**Problem details:** Pick out every line in the records below that contains the word "bottom", and copy each one. Case counts.

**Data provided:**
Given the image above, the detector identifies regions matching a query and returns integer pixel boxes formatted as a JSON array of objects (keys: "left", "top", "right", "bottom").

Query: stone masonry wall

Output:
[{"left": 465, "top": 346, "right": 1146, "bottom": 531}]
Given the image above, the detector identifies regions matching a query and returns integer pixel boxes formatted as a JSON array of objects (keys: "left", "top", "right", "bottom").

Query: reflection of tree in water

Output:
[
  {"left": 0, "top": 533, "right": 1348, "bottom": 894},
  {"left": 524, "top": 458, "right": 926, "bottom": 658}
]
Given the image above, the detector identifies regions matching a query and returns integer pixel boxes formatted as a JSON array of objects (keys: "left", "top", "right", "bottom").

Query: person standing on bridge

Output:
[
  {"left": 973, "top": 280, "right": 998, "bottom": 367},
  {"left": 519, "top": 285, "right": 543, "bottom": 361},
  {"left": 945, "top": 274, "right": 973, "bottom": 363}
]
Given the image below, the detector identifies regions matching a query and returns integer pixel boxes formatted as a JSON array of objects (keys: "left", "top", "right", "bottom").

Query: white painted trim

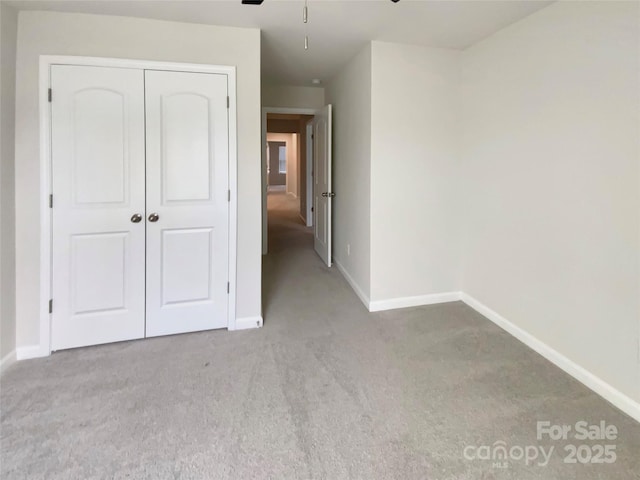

**The output:**
Given the image above, the detector identifies regions matching a query and returns integer pixel boxes formatted as a JSON array of objects (keys: "left", "top", "right", "bottom").
[{"left": 465, "top": 346, "right": 1146, "bottom": 531}]
Given the image above, the detector identifies regions matching a query and returns integer pixel boxes formatted as a JSON array of objects (keys: "left", "top", "right", "bottom").
  {"left": 0, "top": 533, "right": 1348, "bottom": 894},
  {"left": 524, "top": 458, "right": 926, "bottom": 658}
Given the image above, the detector identifies regions matching a query and returns integer pixel boxes formatted as a JSON array of objects (keys: "left", "top", "right", "bottom").
  {"left": 973, "top": 280, "right": 998, "bottom": 367},
  {"left": 519, "top": 285, "right": 543, "bottom": 361},
  {"left": 945, "top": 274, "right": 973, "bottom": 363}
Given the image below, the detector identifies regions matching a query and returns integer pixel boxes formatted as a JSON array of objects (keys: "left", "top", "right", "bottom").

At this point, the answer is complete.